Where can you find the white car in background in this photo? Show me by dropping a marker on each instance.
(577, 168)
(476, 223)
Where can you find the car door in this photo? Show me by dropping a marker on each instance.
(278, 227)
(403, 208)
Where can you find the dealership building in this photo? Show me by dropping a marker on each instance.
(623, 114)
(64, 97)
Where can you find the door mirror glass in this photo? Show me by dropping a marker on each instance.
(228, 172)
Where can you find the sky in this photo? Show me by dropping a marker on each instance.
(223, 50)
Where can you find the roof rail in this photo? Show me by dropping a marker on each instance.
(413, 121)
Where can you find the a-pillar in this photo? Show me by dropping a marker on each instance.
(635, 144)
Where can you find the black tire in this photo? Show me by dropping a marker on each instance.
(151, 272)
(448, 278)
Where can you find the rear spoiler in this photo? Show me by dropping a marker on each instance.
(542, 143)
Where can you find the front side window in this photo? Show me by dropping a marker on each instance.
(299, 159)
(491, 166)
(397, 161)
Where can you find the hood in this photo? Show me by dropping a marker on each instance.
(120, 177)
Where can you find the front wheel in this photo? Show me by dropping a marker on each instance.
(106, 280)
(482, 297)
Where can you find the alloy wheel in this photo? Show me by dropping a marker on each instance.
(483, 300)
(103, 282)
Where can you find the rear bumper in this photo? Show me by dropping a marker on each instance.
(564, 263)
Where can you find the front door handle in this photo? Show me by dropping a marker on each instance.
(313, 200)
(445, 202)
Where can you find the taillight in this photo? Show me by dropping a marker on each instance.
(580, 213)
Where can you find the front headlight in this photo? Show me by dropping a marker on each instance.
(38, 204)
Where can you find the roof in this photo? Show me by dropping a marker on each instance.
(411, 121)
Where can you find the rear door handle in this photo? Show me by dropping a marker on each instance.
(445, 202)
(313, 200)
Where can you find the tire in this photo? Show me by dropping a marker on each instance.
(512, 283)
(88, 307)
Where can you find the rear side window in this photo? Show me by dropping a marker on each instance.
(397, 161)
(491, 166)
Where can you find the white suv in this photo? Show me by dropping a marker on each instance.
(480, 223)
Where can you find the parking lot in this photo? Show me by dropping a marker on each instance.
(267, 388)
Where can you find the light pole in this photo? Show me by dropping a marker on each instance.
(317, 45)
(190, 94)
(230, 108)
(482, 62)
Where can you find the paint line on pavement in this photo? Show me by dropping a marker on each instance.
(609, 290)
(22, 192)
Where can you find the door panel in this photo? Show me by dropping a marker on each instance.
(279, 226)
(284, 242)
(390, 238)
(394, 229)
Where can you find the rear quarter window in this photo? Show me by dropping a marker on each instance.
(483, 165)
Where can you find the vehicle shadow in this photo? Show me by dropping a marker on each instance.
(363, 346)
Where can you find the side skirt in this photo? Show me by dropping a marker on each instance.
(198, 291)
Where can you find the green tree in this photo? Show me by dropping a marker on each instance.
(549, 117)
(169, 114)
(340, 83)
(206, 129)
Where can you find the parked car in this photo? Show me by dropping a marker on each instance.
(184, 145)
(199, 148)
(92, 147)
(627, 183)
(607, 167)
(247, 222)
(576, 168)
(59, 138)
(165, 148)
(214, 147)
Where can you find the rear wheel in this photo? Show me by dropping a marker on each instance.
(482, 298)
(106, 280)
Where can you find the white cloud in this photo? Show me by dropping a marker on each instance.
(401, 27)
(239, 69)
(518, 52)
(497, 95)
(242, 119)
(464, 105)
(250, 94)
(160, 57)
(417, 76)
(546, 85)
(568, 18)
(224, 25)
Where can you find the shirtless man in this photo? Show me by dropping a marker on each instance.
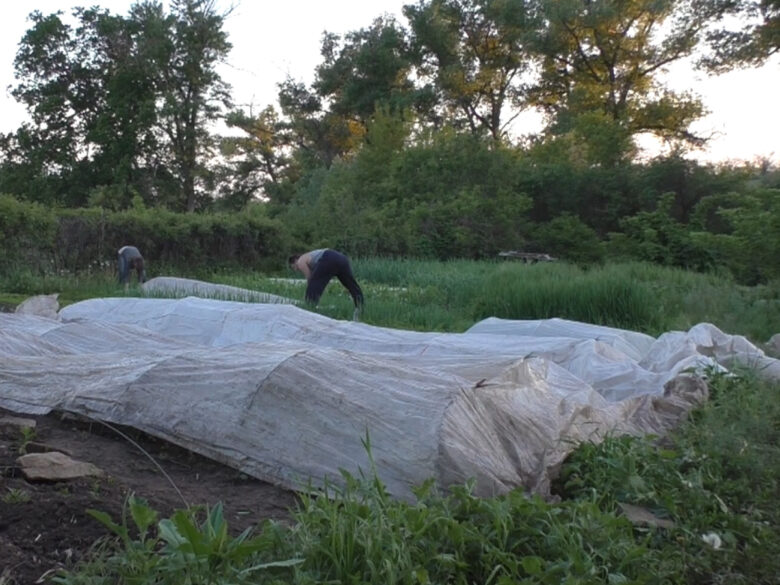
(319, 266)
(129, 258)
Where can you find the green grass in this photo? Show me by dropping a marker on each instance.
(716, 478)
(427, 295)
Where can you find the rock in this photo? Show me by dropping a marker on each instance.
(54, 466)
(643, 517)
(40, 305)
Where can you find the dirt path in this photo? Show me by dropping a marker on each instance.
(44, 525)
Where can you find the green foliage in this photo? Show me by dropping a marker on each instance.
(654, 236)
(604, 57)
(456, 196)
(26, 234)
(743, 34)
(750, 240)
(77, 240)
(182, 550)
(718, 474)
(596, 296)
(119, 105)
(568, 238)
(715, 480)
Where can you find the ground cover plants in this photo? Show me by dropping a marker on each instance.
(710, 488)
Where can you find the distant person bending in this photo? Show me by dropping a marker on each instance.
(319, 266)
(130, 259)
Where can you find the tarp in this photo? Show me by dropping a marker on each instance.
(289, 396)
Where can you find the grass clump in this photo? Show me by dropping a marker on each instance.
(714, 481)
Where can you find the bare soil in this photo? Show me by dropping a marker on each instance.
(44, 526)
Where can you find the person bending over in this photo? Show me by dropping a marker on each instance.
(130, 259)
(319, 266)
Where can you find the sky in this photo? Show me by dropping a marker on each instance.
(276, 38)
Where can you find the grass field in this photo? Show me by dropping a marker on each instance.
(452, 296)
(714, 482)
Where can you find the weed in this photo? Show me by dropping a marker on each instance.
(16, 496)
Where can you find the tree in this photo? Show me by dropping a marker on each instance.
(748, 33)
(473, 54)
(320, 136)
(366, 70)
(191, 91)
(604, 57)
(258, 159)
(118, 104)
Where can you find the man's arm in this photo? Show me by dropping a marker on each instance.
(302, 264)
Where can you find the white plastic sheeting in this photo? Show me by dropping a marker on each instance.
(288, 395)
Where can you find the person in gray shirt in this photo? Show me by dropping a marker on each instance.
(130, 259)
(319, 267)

==

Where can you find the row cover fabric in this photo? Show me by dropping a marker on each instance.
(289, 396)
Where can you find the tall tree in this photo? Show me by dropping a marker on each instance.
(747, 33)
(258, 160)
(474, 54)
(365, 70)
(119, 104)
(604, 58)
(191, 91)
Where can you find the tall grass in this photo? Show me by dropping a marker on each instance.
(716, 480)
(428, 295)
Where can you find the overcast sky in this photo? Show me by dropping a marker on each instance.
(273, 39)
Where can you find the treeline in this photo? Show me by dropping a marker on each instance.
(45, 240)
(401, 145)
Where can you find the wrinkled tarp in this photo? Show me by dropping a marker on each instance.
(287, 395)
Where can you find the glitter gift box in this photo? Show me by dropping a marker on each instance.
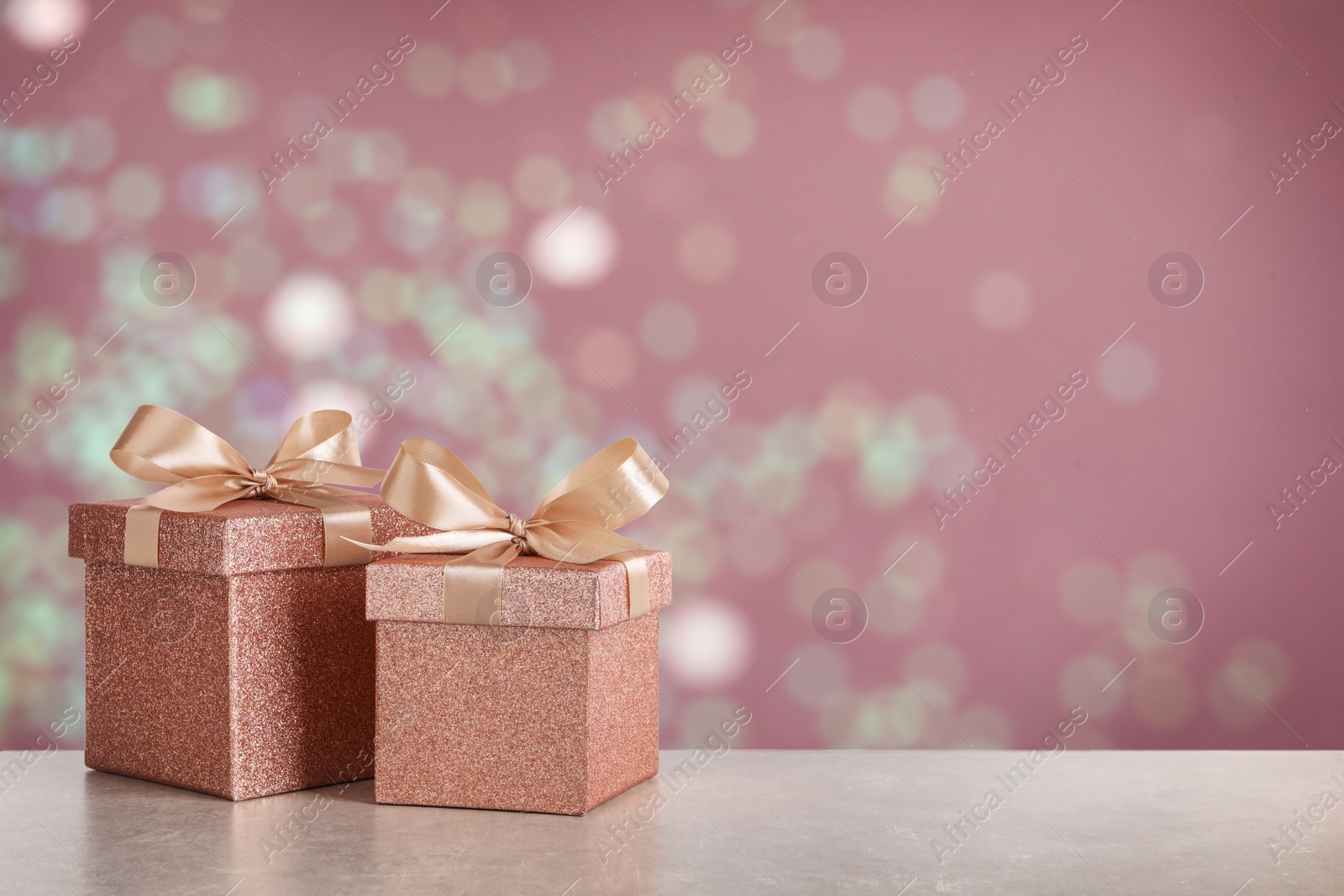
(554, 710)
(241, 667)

...

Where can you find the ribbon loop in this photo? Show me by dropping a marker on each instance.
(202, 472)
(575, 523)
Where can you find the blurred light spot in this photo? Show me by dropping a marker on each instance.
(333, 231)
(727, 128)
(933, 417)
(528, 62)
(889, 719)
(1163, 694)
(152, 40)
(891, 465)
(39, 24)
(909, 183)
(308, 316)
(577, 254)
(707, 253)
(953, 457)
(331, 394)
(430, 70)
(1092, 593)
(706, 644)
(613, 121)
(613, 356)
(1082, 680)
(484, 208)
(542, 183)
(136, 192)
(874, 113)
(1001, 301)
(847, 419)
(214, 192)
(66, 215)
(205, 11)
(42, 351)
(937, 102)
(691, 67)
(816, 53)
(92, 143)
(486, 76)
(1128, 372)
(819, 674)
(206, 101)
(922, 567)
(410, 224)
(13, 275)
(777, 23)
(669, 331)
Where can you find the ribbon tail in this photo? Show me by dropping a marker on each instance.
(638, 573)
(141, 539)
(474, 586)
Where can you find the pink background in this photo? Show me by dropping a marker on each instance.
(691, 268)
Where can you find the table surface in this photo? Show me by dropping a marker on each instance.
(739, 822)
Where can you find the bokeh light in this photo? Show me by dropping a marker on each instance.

> _Problem description_
When you reach the line holding "Where can you find the pink" in the records above, begin reproducing exactly, stop after the line holding "Where can you find the bokeh", and output nothing else.

> _Task solution_
Where can you find the pink background in this photo? Show me by dropping a marker on each instance.
(691, 268)
Where can you find the table surface in this photo? Show me by dropping a marker on each instance.
(739, 822)
Where can you find the bokeh light in this photo? Show me by dropping a marker on each instance.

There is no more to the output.